» **PROBLEM TO SOLVE**:
Reproduce exactly, from the data that follows, the line with "Need: a point for each instance of the red t-shirt", the line with "Need: a point for each instance of the metal", and every line that lies between them.

» **DATA SECTION**:
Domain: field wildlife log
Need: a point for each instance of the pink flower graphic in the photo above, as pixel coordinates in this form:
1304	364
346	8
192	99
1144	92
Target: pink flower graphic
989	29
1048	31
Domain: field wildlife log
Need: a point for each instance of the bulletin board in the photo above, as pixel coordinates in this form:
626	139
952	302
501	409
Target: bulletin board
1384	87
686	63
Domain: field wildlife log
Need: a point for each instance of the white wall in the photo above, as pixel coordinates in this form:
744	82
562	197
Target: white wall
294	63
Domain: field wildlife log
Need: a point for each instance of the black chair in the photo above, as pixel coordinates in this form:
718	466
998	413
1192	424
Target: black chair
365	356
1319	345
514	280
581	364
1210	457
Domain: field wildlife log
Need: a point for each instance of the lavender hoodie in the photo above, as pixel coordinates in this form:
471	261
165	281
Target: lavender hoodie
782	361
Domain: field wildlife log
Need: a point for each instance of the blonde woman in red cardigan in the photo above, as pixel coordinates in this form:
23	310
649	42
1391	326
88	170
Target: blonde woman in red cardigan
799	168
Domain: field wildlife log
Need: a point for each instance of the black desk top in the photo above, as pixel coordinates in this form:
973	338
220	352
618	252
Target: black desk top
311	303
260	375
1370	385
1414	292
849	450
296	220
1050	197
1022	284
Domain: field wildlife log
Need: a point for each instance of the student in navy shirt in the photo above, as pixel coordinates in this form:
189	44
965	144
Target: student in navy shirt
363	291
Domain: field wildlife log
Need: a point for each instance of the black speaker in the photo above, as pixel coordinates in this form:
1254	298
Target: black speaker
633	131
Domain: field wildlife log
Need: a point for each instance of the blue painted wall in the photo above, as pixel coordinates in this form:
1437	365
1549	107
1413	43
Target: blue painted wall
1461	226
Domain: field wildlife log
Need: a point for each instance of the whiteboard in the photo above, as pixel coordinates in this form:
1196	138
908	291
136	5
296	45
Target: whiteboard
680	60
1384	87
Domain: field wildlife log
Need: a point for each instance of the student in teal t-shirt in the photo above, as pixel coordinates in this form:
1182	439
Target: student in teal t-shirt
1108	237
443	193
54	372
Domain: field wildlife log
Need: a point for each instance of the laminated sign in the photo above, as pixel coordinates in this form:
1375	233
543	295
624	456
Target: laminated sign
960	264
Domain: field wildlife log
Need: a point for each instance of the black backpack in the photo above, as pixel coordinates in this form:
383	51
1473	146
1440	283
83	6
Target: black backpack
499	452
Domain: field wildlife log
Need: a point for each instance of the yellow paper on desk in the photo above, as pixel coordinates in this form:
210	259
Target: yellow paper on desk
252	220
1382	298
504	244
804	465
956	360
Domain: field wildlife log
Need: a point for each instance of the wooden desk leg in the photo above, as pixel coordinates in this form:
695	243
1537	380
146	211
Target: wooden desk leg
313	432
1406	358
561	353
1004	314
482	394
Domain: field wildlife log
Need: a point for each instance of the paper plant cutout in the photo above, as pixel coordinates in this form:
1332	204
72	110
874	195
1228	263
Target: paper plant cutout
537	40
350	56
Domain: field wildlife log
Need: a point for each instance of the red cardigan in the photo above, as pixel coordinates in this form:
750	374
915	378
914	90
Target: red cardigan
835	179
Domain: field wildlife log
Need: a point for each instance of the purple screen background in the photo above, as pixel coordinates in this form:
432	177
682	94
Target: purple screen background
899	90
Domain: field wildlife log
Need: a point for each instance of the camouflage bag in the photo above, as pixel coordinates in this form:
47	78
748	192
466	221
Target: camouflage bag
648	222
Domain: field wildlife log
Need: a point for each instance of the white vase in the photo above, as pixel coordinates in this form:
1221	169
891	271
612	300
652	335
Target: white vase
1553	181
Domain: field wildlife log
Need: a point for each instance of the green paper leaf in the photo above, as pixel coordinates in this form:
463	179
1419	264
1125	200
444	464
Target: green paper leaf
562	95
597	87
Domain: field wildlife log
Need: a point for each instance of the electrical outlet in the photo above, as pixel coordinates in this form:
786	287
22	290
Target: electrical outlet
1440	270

...

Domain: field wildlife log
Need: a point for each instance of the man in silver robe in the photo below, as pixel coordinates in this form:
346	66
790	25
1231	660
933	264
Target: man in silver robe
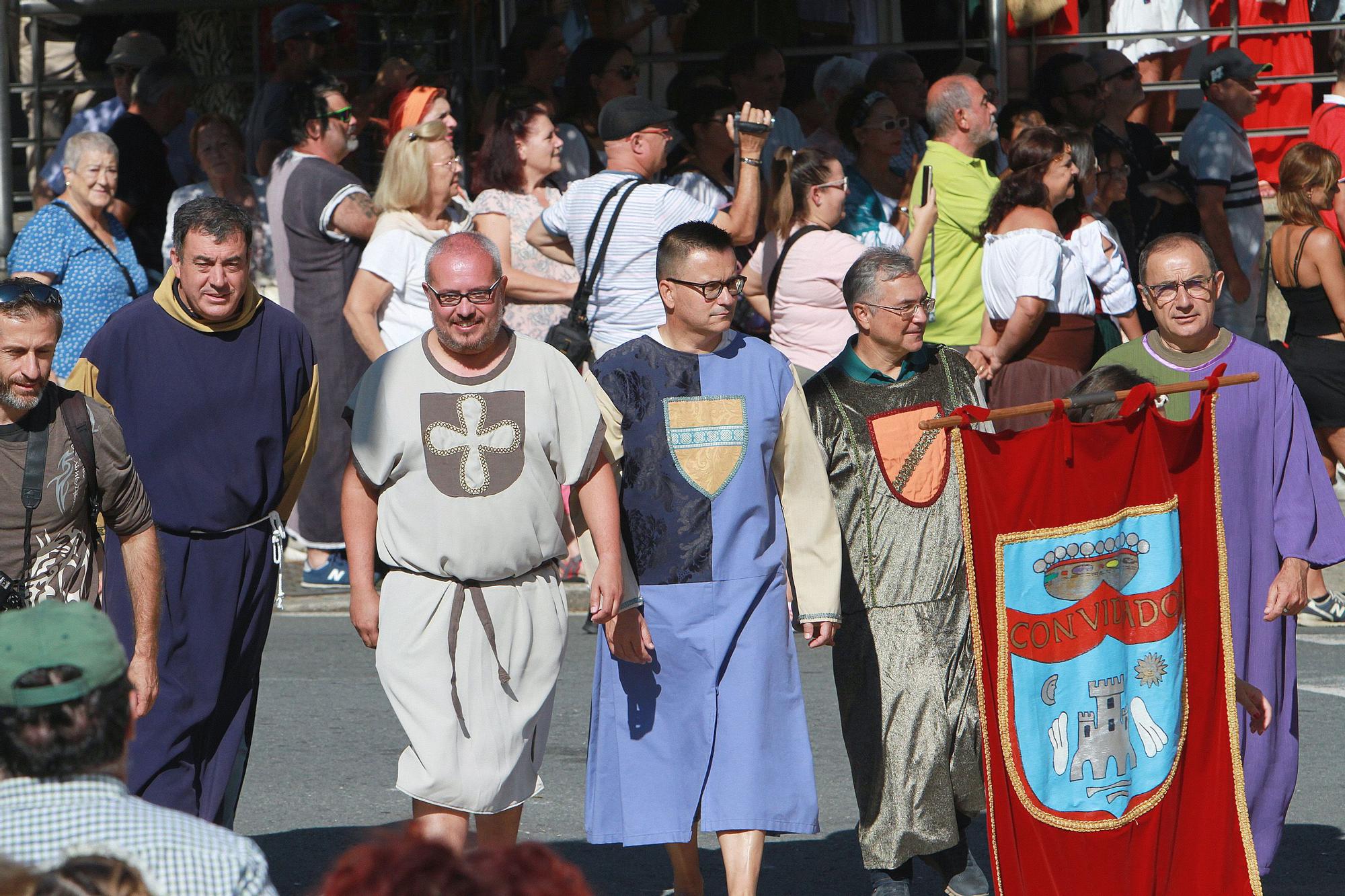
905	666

---

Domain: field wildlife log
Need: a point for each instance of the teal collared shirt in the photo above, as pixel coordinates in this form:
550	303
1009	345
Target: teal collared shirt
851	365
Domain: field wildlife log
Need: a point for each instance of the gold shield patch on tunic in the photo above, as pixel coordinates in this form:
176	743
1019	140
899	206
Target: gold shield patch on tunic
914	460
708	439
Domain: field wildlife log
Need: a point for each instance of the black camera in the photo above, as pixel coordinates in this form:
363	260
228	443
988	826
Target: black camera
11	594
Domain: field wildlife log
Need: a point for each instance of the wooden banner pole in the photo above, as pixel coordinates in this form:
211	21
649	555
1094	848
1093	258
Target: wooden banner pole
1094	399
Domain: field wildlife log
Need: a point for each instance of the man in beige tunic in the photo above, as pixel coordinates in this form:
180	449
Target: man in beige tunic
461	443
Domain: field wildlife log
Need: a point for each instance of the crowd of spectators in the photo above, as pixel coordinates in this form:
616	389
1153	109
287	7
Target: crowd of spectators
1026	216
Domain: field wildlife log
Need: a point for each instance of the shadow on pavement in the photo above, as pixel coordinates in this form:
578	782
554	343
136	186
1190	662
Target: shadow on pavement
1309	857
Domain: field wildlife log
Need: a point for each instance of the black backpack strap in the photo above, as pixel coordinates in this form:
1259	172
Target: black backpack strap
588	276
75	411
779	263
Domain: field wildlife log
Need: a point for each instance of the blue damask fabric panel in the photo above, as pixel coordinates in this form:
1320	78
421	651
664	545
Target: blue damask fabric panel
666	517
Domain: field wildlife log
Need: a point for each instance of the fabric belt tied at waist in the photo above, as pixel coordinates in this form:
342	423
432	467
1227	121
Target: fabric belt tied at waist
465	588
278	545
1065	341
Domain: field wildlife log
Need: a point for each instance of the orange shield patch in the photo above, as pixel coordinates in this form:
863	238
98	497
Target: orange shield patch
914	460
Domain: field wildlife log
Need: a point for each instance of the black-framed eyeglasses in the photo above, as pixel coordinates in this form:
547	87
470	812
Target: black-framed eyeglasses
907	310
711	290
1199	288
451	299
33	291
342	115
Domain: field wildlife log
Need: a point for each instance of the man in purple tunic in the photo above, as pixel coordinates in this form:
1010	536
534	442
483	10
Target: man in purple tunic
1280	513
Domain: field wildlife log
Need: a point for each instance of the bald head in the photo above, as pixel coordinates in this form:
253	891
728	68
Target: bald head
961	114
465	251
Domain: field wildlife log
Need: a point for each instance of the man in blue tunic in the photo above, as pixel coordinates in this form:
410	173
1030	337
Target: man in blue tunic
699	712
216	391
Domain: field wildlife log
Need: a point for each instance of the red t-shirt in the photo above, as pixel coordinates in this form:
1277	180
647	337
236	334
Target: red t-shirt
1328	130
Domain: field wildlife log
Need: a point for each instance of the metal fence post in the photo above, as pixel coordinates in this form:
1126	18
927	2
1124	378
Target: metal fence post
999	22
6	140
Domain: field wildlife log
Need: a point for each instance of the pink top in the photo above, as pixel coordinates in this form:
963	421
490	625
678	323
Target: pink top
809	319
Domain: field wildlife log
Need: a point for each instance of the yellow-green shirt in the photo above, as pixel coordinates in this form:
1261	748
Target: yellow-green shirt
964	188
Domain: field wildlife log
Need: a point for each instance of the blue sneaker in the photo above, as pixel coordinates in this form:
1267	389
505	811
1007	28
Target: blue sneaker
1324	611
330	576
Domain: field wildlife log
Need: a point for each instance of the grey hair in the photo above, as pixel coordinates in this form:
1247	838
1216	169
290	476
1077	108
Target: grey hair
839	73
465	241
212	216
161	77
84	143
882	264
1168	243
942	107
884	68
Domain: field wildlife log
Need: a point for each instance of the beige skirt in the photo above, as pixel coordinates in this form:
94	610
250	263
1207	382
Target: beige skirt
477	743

» **TASK ANSWER**:
Need: a point for each instance of the red t-shirt in the photo above, as pixel coordinates in this form:
1277	180
647	337
236	334
Target: red t-shirt
1328	130
Domain: field wildlife log
Need: a point for each instance of the metal fence post in the photo above, as pixel coordinates in this form:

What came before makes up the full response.